- _Task requirements_:
Rewrite the listing below with "seated audience member" replaced by "spectator in a seat" and everything else left unchanged. Leave the pictures out of your answer.

- _Dataset_:
---------------
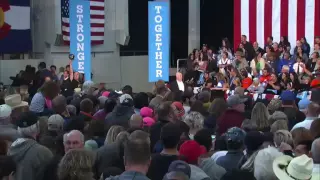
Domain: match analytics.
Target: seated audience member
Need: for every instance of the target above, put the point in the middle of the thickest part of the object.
(235, 143)
(299, 66)
(312, 114)
(137, 157)
(239, 175)
(315, 154)
(315, 128)
(76, 164)
(140, 100)
(178, 170)
(191, 151)
(263, 163)
(256, 87)
(195, 122)
(282, 136)
(8, 167)
(233, 116)
(170, 137)
(121, 113)
(41, 102)
(265, 77)
(216, 109)
(165, 114)
(30, 161)
(260, 116)
(301, 134)
(303, 147)
(135, 121)
(279, 125)
(284, 167)
(272, 86)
---------------
- _Finished answer_:
Domain: match analytics.
Target: spectator in a seat
Need: for every instance of the target above, put the point in the middle of the thickest part of the object.
(235, 143)
(299, 66)
(312, 114)
(137, 157)
(239, 175)
(315, 154)
(315, 128)
(76, 164)
(140, 100)
(178, 170)
(191, 151)
(263, 163)
(256, 87)
(195, 122)
(282, 136)
(8, 167)
(233, 116)
(170, 137)
(121, 113)
(41, 102)
(265, 77)
(216, 109)
(165, 114)
(30, 161)
(260, 116)
(301, 134)
(303, 147)
(135, 121)
(279, 125)
(284, 167)
(272, 86)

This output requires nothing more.